### Task prompt
Find every line below that contains the word "bird", and copy each of those lines in full.

### Source records
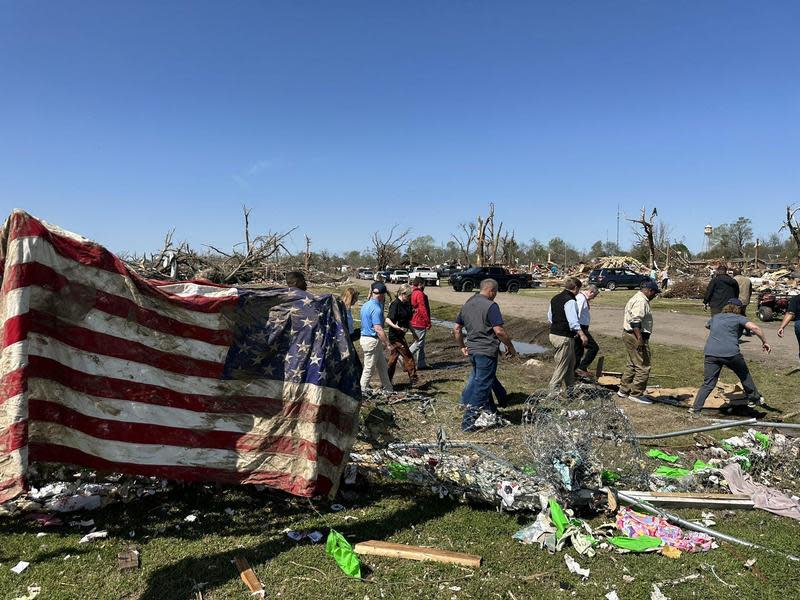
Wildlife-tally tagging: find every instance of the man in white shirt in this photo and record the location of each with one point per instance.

--

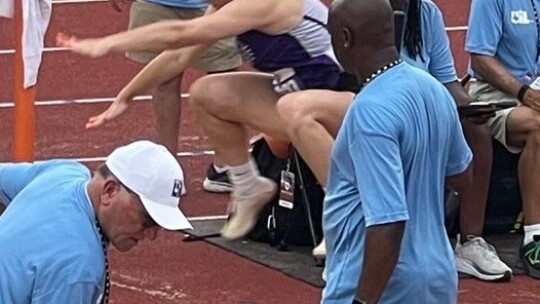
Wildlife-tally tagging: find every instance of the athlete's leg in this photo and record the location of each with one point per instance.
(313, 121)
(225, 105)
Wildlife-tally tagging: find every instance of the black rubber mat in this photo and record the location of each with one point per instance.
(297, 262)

---

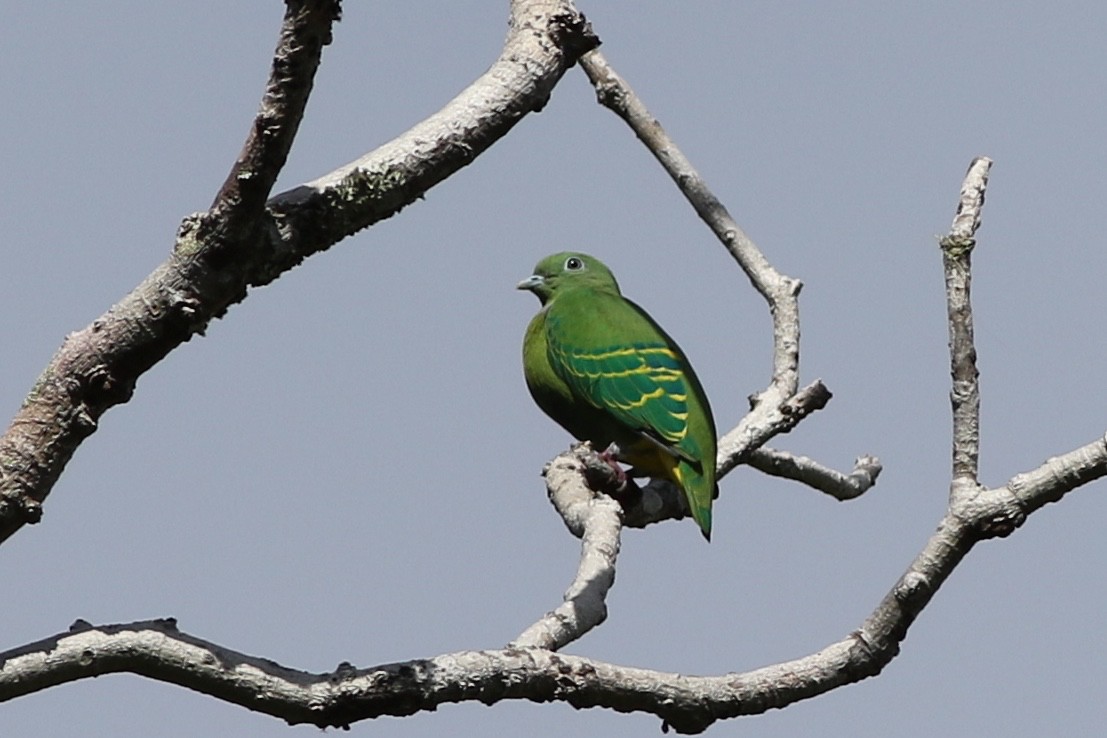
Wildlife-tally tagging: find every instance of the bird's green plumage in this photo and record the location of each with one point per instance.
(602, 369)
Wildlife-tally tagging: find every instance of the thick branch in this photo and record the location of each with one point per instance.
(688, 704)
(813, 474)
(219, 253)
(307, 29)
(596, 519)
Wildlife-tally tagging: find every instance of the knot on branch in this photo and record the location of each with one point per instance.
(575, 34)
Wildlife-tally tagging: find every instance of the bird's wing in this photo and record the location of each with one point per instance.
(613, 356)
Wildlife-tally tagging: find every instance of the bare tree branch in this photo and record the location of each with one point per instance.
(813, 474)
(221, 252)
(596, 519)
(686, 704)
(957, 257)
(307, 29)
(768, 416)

### Written answer
Wildlife-tally tagging: find every instance of the bird's green plumage in this photo and record the location of each with one point per instance.
Wildlife-tally tagging: find every instance of the bird's wing in this photo and record the location of each with one point per instance.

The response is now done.